▶ _The task_
Print the lines from the one containing "Locate the wooden post" through the one containing "column 102, row 525", inclusive, reproducing them without alteration.

(Stored entries)

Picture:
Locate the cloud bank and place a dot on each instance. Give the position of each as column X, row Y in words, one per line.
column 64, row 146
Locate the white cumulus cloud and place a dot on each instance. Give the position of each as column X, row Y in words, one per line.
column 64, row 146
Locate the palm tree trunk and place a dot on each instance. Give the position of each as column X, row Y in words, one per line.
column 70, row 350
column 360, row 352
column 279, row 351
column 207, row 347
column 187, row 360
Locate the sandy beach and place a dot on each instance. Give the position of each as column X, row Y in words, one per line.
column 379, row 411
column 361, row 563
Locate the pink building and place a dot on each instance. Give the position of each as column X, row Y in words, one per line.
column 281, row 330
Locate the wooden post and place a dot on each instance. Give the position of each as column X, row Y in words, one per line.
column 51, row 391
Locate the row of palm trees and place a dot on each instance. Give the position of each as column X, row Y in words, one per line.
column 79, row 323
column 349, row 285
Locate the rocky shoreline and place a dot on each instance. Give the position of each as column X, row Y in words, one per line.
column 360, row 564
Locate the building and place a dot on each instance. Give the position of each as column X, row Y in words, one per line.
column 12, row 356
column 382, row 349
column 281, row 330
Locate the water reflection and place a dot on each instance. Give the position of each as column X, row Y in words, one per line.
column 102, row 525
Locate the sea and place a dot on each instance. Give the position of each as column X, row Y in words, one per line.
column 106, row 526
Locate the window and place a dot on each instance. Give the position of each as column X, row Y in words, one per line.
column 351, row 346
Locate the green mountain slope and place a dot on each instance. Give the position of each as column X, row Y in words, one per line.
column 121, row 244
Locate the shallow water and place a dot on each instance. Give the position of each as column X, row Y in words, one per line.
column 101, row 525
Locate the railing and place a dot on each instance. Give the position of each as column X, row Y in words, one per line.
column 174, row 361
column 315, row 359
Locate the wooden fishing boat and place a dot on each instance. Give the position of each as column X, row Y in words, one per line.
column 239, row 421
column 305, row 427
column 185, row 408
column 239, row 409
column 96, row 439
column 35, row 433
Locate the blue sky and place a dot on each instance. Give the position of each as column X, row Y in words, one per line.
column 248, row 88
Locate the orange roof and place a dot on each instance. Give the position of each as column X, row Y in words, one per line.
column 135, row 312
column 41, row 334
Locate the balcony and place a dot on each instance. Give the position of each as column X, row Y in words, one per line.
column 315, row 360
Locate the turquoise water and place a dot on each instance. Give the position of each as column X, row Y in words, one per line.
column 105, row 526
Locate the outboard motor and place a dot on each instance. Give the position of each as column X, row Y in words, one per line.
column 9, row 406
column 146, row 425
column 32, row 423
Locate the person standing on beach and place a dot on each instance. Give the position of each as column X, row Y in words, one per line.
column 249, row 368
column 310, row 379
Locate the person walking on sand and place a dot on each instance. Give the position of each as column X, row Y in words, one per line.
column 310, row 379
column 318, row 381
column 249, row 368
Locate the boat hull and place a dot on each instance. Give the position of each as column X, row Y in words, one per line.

▶ _Reply_
Locate the wooden post and place a dot on each instance. Give the position of each as column X, row Y in words, one per line.
column 51, row 391
Locate the row of palm trees and place a dot on each instance. Give the position of each as column X, row Y in words, one per line.
column 79, row 323
column 349, row 285
Locate the rocky shoreline and place a dot on each instance. Give the position of each as column X, row Y in words, one per line.
column 360, row 564
Locate the building and place a dot on each instance. Give the position of each as column X, row Y in words, one per line.
column 12, row 356
column 382, row 349
column 281, row 330
Locate the water reflection and place a dot on each instance. Give the position of each as column X, row Y in words, one per line.
column 102, row 525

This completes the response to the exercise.